→ **Set exercise**: Lay out the lines of the stored data as a Markdown table with the columns Row and Line text, covering everything from the start of the stored data through the line containing "column 544, row 127", inclusive. Skip blank lines and leave the pictures out.

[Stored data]
--------------------------------
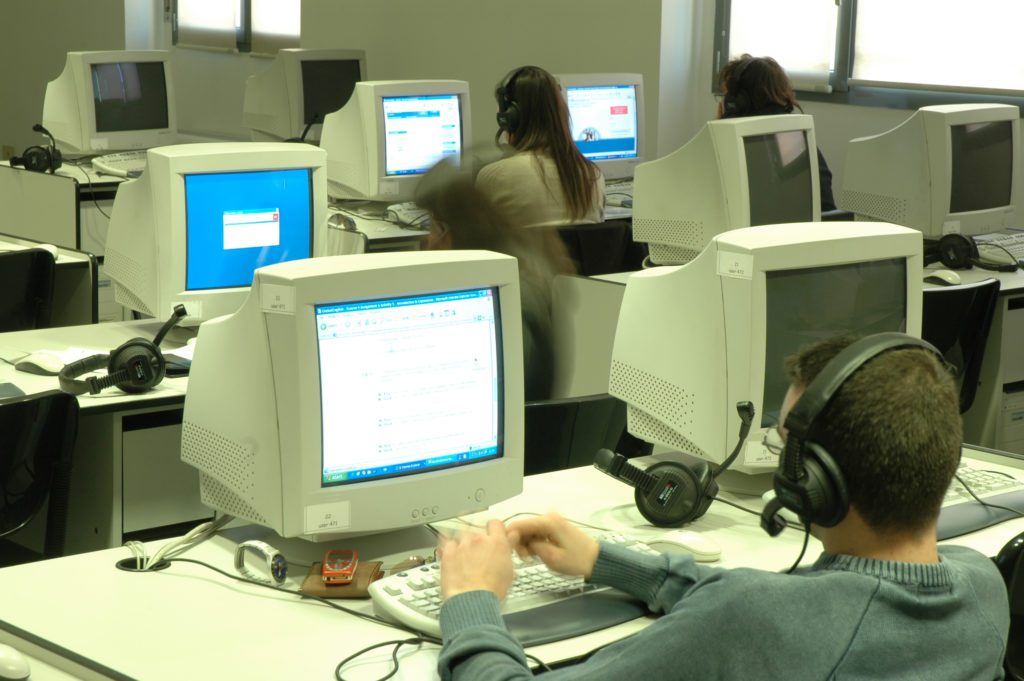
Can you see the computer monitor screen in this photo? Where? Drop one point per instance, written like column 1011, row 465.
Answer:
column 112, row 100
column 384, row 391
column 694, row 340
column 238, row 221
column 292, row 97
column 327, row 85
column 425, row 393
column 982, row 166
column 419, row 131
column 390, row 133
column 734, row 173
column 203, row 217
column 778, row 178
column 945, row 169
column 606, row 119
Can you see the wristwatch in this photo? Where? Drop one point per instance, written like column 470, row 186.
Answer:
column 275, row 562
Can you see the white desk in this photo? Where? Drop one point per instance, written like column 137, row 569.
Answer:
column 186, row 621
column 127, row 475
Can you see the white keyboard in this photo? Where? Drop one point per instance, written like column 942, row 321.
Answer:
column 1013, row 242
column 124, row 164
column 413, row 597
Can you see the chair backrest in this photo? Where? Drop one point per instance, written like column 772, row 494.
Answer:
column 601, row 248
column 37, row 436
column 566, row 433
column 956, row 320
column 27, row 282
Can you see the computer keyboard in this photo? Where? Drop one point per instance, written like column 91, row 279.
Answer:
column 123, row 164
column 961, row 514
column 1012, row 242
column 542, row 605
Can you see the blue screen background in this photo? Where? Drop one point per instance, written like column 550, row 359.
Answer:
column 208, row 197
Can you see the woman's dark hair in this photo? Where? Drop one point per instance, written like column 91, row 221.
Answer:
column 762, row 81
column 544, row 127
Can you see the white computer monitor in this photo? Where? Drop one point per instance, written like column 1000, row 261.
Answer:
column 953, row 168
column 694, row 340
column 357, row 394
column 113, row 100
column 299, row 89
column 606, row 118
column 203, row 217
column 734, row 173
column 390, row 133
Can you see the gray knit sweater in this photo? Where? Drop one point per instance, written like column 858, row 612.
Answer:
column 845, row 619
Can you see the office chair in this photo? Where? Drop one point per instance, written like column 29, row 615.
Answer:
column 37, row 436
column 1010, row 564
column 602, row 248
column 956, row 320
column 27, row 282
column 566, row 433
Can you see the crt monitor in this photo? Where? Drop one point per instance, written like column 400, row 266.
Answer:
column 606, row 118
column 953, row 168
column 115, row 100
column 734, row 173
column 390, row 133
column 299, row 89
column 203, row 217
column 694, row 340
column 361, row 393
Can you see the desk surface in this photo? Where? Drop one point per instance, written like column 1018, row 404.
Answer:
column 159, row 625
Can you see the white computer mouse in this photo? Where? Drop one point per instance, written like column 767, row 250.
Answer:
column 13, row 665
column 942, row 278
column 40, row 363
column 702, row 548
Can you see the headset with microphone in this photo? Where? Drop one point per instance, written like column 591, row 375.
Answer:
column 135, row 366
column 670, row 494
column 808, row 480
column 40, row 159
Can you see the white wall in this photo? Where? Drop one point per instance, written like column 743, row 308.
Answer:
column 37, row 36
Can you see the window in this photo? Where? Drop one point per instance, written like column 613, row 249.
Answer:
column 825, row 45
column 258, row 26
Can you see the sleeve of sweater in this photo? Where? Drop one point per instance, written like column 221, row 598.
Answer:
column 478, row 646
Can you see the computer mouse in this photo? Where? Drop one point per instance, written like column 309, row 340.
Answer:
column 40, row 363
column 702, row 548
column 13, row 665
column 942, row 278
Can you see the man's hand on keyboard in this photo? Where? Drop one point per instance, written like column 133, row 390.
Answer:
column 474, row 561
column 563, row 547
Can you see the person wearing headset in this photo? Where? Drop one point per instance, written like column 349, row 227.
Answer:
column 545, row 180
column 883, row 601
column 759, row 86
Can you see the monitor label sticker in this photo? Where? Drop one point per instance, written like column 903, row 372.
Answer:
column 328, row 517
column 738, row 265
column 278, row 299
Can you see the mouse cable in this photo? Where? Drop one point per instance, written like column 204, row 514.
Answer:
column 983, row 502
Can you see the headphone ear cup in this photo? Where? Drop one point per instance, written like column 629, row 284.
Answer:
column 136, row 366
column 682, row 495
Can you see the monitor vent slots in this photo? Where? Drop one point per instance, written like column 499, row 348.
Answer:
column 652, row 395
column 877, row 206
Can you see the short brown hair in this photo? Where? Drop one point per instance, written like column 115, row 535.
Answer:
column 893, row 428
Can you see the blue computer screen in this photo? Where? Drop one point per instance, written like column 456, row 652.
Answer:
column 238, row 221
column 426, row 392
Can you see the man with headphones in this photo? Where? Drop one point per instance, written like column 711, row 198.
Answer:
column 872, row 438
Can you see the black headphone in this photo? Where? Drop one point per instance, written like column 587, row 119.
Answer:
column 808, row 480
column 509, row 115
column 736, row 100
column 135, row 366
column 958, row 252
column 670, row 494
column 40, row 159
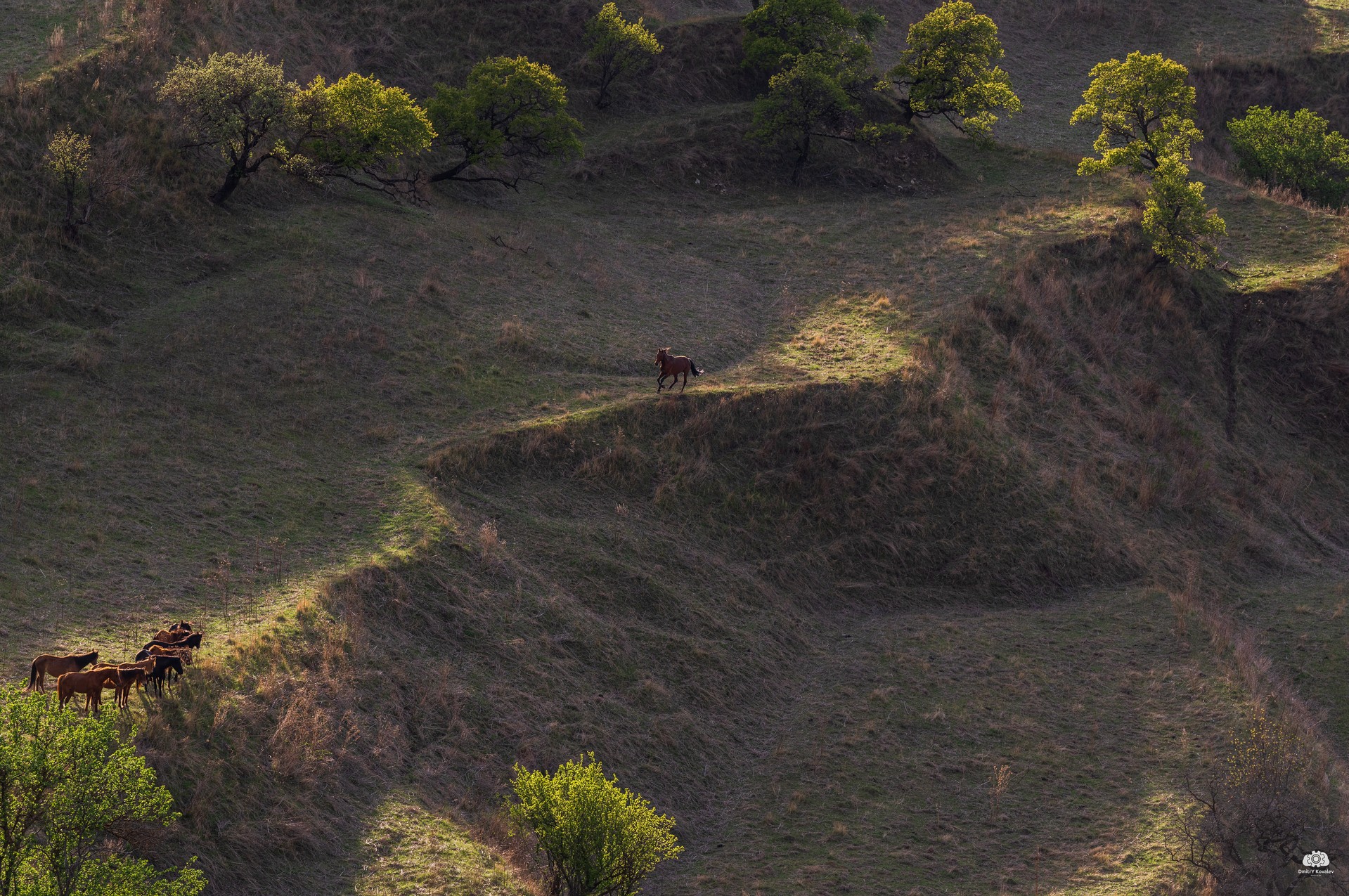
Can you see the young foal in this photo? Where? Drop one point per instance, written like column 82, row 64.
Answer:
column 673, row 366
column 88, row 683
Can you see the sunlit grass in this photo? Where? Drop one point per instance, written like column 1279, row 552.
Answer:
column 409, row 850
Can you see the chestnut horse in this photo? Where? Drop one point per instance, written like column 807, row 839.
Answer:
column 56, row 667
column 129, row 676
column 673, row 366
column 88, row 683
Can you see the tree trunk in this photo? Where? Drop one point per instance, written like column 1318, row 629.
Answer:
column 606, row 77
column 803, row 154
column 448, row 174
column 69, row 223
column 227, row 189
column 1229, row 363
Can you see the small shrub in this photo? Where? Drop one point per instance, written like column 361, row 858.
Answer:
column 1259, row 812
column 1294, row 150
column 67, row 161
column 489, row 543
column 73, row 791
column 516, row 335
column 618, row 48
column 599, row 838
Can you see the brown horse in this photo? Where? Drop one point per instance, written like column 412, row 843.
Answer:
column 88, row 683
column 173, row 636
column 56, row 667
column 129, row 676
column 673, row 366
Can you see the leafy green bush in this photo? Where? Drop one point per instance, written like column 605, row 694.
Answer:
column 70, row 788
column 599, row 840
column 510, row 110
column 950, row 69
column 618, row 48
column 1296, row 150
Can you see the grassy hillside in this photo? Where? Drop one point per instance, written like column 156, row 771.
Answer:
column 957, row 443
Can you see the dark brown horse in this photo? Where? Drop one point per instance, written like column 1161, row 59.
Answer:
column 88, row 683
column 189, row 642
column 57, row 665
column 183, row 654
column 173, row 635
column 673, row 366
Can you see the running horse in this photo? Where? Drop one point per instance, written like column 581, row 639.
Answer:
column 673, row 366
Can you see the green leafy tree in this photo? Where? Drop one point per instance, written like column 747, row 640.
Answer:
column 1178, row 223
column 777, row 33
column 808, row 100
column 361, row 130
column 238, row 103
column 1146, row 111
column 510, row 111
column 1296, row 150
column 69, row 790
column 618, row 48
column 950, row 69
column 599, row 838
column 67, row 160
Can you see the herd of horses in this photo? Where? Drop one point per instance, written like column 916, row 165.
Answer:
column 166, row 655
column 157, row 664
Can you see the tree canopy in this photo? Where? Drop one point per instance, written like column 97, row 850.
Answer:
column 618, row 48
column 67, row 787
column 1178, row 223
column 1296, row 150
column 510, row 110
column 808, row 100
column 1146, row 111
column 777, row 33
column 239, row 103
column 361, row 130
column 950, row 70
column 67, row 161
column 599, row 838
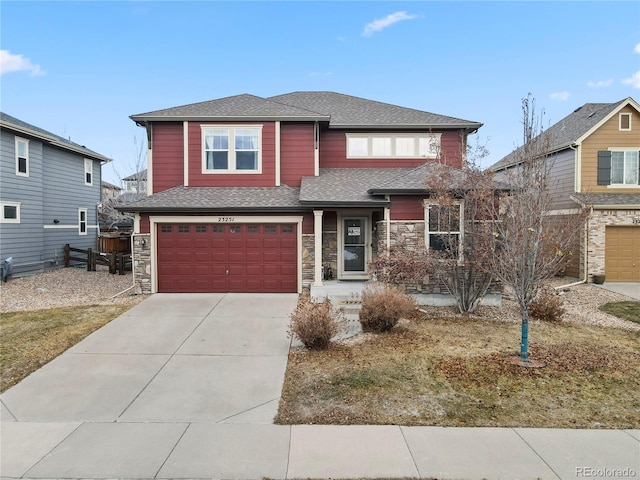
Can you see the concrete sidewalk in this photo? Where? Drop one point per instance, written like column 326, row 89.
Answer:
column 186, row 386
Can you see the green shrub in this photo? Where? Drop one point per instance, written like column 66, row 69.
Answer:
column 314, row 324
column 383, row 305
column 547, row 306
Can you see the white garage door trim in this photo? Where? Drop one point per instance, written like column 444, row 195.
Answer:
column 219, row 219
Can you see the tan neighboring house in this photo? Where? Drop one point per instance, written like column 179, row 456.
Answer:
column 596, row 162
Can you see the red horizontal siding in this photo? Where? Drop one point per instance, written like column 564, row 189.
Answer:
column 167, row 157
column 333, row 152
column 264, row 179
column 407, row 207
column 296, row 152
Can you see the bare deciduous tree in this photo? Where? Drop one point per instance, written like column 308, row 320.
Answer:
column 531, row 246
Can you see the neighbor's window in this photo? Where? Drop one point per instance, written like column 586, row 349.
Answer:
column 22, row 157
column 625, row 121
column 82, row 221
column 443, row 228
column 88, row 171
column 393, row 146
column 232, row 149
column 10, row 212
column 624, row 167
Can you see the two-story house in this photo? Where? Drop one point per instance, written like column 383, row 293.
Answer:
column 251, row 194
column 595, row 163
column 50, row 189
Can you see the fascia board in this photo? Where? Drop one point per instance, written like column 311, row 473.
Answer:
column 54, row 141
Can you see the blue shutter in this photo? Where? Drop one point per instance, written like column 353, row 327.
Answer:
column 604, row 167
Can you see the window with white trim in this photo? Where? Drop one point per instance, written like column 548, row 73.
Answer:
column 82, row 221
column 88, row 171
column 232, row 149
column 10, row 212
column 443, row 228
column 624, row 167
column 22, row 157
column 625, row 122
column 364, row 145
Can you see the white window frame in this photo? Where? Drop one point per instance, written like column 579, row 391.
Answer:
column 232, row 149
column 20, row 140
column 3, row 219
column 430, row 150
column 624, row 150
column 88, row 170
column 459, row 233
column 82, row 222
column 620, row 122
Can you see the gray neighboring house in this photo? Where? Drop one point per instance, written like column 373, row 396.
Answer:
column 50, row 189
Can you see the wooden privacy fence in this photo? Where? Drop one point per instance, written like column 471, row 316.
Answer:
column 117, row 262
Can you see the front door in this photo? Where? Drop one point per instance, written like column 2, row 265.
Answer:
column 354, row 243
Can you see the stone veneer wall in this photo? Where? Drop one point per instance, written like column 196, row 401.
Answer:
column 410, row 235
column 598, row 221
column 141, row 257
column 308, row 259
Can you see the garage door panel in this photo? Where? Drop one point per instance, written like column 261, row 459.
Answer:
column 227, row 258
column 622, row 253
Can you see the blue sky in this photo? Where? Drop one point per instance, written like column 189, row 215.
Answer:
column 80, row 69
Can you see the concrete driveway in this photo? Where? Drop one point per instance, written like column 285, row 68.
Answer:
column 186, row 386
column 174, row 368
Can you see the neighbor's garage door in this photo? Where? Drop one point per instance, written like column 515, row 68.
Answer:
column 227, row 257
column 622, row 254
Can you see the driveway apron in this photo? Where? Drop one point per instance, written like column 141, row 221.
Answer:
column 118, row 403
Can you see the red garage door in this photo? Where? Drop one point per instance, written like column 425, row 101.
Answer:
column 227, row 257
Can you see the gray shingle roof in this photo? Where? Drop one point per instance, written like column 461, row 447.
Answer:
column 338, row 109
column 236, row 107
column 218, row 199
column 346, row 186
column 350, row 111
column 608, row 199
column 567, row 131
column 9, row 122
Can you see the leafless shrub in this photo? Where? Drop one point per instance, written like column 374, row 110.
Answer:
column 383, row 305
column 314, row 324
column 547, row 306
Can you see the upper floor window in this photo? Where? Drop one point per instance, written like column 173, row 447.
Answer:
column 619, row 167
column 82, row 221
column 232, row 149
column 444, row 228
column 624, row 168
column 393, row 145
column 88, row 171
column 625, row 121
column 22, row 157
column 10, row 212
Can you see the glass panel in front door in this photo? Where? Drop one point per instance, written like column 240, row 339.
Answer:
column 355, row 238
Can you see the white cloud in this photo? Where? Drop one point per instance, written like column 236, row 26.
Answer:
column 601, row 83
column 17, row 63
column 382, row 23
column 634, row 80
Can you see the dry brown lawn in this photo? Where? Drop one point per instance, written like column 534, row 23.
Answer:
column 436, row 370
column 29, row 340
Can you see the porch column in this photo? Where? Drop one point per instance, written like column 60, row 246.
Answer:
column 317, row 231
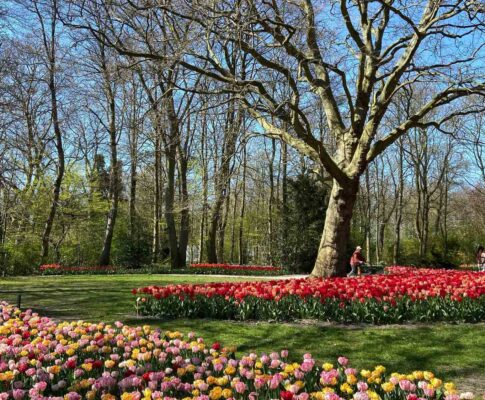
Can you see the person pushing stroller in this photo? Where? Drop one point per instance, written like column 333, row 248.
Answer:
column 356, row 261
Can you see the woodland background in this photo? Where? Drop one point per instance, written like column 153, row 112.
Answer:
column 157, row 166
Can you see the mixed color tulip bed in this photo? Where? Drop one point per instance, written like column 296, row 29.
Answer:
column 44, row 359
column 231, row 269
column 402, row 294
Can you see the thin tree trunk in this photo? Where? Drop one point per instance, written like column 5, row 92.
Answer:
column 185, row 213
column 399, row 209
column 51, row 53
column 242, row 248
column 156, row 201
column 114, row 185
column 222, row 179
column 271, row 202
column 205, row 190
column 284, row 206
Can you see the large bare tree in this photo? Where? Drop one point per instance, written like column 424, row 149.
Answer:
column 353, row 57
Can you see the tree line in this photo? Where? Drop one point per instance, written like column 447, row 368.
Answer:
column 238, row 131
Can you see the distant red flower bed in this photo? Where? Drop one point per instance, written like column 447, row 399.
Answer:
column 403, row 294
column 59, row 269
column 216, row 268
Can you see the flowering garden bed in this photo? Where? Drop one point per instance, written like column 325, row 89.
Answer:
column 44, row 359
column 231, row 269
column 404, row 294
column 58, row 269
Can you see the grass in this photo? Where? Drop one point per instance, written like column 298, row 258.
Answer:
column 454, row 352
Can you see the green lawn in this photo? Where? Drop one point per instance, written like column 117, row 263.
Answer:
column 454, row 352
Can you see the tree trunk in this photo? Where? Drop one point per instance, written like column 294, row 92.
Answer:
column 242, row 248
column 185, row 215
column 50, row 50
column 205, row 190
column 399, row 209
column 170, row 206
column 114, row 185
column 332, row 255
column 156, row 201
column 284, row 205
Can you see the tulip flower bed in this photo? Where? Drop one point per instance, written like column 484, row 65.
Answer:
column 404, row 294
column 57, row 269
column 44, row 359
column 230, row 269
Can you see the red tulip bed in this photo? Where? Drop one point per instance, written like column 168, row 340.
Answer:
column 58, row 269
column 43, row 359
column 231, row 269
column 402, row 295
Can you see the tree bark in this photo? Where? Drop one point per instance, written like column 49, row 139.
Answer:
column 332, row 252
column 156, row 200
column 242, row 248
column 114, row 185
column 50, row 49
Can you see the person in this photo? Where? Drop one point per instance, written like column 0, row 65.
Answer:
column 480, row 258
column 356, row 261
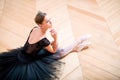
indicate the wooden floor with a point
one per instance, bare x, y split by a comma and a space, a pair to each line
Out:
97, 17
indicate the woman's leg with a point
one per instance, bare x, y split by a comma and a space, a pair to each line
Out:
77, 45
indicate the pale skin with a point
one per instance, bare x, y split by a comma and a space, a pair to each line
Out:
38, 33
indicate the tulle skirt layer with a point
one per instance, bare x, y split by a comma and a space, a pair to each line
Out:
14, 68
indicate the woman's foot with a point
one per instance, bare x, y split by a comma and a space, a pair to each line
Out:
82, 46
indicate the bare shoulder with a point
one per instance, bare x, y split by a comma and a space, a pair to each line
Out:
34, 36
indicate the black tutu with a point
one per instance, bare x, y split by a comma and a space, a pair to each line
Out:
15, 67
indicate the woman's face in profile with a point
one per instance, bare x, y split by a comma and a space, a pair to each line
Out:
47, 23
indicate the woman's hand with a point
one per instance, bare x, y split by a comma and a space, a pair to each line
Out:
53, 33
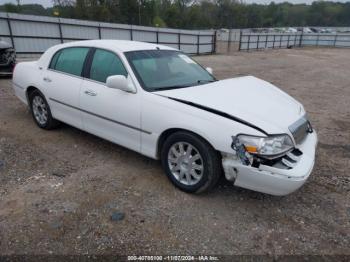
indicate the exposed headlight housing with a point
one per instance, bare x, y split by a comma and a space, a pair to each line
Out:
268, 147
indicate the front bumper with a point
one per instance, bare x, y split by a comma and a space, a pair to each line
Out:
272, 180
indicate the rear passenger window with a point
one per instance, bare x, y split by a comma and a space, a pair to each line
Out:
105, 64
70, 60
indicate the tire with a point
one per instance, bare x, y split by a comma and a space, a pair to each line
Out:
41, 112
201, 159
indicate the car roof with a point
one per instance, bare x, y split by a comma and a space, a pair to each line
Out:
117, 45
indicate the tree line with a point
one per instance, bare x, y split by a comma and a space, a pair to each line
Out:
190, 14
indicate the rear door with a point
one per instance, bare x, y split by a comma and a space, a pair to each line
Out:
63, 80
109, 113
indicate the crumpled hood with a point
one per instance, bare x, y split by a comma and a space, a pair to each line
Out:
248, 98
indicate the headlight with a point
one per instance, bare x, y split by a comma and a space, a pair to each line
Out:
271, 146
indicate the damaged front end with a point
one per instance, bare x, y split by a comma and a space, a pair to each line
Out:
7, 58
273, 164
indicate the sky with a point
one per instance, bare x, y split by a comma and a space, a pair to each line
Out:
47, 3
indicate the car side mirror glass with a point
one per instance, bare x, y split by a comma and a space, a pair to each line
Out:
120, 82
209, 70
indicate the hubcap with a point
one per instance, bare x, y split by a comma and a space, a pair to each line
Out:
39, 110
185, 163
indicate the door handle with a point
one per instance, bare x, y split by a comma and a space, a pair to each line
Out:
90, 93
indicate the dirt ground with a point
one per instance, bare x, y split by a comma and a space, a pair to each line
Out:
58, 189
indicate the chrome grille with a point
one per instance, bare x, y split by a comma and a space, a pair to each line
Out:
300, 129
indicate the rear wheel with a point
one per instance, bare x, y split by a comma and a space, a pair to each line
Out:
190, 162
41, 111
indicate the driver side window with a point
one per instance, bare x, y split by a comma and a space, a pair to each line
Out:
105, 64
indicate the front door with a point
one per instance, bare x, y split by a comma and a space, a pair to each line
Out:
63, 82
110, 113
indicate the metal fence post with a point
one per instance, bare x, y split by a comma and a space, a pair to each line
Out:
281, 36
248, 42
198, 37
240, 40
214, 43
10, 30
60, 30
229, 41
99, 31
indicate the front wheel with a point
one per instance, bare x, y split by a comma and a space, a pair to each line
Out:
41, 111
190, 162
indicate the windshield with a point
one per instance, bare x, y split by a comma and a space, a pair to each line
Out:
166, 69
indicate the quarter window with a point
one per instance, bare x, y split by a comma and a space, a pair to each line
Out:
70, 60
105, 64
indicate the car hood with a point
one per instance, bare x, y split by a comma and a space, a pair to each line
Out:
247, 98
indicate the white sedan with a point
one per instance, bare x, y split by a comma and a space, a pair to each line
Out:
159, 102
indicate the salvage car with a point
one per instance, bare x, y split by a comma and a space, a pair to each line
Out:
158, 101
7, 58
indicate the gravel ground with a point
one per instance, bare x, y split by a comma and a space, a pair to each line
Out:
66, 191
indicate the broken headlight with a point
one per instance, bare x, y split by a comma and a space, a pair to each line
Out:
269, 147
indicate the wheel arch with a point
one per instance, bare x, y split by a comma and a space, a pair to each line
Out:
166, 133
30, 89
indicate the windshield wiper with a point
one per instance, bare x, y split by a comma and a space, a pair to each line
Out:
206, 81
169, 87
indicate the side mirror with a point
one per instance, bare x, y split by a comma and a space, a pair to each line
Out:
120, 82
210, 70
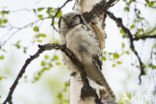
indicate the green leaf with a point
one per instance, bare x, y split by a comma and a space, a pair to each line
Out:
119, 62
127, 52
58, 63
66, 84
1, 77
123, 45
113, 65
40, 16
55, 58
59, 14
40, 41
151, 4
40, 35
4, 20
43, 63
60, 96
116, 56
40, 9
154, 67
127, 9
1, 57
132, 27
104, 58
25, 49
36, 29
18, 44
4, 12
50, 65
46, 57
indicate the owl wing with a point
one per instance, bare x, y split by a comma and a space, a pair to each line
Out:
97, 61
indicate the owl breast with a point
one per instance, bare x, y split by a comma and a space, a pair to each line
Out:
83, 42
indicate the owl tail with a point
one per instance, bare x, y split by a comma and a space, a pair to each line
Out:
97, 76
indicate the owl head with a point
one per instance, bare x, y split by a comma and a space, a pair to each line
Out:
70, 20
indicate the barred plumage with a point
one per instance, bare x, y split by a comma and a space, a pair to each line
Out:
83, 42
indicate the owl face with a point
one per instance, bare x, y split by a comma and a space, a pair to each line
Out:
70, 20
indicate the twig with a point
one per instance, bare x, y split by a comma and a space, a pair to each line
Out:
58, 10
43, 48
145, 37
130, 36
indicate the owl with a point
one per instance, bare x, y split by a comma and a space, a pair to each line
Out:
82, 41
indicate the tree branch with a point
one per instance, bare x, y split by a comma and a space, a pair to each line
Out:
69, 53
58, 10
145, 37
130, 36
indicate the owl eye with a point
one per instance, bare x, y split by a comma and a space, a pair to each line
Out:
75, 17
--------------------------------
→ **The completed task**:
| Row | Line text |
|---|---|
| 1 | Can you see the computer monitor screen in this photo? Where? Drop one point per instance, written like column 1011, row 465. |
| 2 | Answer: |
| 3 | column 112, row 100 |
| 4 | column 384, row 391 |
| 5 | column 694, row 340 |
| 6 | column 238, row 221 |
| 7 | column 292, row 97 |
| 8 | column 327, row 85 |
| 9 | column 425, row 393 |
| 10 | column 982, row 166 |
| 11 | column 419, row 131 |
| 12 | column 390, row 133 |
| 13 | column 734, row 173 |
| 14 | column 203, row 217 |
| 15 | column 778, row 178 |
| 16 | column 945, row 169 |
| 17 | column 606, row 119 |
| 18 | Can you see the wristwatch in this photo? Where? Drop one point per instance, written like column 470, row 186. |
| 19 | Answer: |
| 20 | column 275, row 562 |
| 21 | Can you see the white desk in this photo? Where? Drop one point per instance, written like column 137, row 569. |
| 22 | Answer: |
| 23 | column 186, row 621 |
| 24 | column 127, row 475 |
| 25 | Can you see the white keyboard in this photo? Where? Drop one point per instance, written like column 942, row 321. |
| 26 | Answer: |
| 27 | column 1013, row 242 |
| 28 | column 124, row 164 |
| 29 | column 413, row 597 |
| 30 | Can you see the chair backrest in this photo? Where? Drop one point per instance, written like column 772, row 494. |
| 31 | Answer: |
| 32 | column 601, row 248 |
| 33 | column 37, row 436 |
| 34 | column 566, row 433 |
| 35 | column 956, row 320 |
| 36 | column 27, row 282 |
| 37 | Can you see the computer keyboard in this photo? Where? Drop one point per instance, written like column 91, row 279. |
| 38 | Answer: |
| 39 | column 123, row 164 |
| 40 | column 961, row 514 |
| 41 | column 1012, row 242 |
| 42 | column 542, row 605 |
| 43 | Can you see the blue screen background in this photo? Where? Drop one point per instance, written like column 550, row 359. |
| 44 | Answer: |
| 45 | column 208, row 197 |
| 46 | Can you see the woman's dark hair in this photo? Where? Drop one point per instance, written like column 91, row 221. |
| 47 | Answer: |
| 48 | column 762, row 81 |
| 49 | column 544, row 127 |